Start of Excerpted text

Excerpt: Frau Karma Rauhut, Berlin

"In the German ideal of upbringing, whatever was creative was killed. If it danced out of line and did something that did not reflect the authoritarian father or mother, it got thrashed." Furthermore, "In Germany, when a child of nine months still wets its pants, it is a catastrophe. And mothers among themselves were proud [if they could say] 'Ja, my child is already clean.' That was such a tradition. One should not undervalue these small things. These little mosaic stones, I find, were already there and really paved the way for something like Hitler. I must honestly tell you, I was not raised that way."

That is putting it mildly. Frau Karma Rauut, almost the youngest woman in these pages, was born in 1925 in the village of Glienicke Nordbahn, just outside the northern rim of Berlin, to very young and, as she described them, rather Peter Pan-like parents. She pictured her mother as a young woman who mostly enjoyed herself by reading or partaking in Berlin's spirited cultural life. Karma's father was a banker (his "rank" was bank director) who "played at the bank" and speculated at the stock exchange. Neither parent was interested in child-rearing, so for that they hired teenage farm girls, who were not interested, either.

Karma and her one year older sister grew up "drilled in freedom." It was not good training for the Third Reich around the corner.

End of Excerpted text
Start of Data extract

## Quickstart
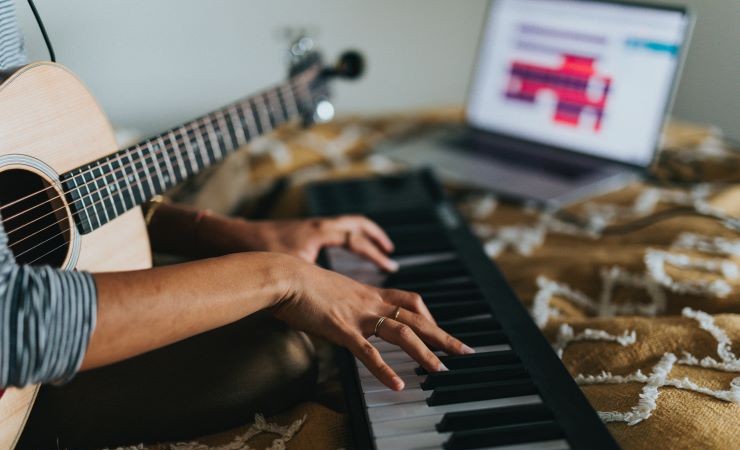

End of Data extract

§ **Complete the following**:
**a.** Based on the Karma Rauhut excerpt, do the following statements agree with it? Give yes or no for each, with the deciding words quoted from the excerpt. (i) Karma was born in 1925 in Glienicke Nordbahn. (ii) Karma's father worked as a teacher. (iii) Karma's sister was one year younger than she was.
**b.** Carry the Karma Rauhut excerpt forward from its final sentence.
The listing is not needed here.

§ **Answers given**:
**a.**
(i) Yes: "was born in 1925 in the village of Glienicke Nordbahn"
(ii) No: "Karma's father was a banker"
(iii) No: "Karma and her one year older sister"

**b.**
The friction within a free spirit within the Third Reich was intriguing (as was any German who had been named Karma), but I must admit to resistance about talking with her. Her youth, to my mind, removed her from the weight of the moral choices the Third Reich both offered and demanded. But Frau Karma Rauhut had a stellar recommendation: Asta von Moltke Henssel, sister of the resistance hero Helmuth von Moltke, described her younger friend from painting class as "urehrlich" -- honest to the core. Still, it was with hesitation that I rang Frau Rauhut's doorbell in the pleasant Charlottenburg section of Berlin one afternoon. By the time the afternoon was over, I knew I would return, and that moral choices are the provenance of children, too.

An unquestionably youthful-looking Third Reich witness opened the door. She had a smooth and casually sophisticated appearance -- silver grey pageboy, black stretch pants, espadrilles. Her home was atypically modern for Germans, or Germans in their sixties, with abstract paintings (not by her), black leather furniture, glass coffee table, an art deco teapot. She looked and lived smooth, one might say, but she did not talk nor act smooth. She indeed had a certain aura of frankness about her, both in her vocabulary and the way she seemed to think and re-think out loud, her words rushing through cigarette smoke and coffee. She seemed to be partly consumed by the Third Reich, and why not? It stole her childhood, and in a way, her parents.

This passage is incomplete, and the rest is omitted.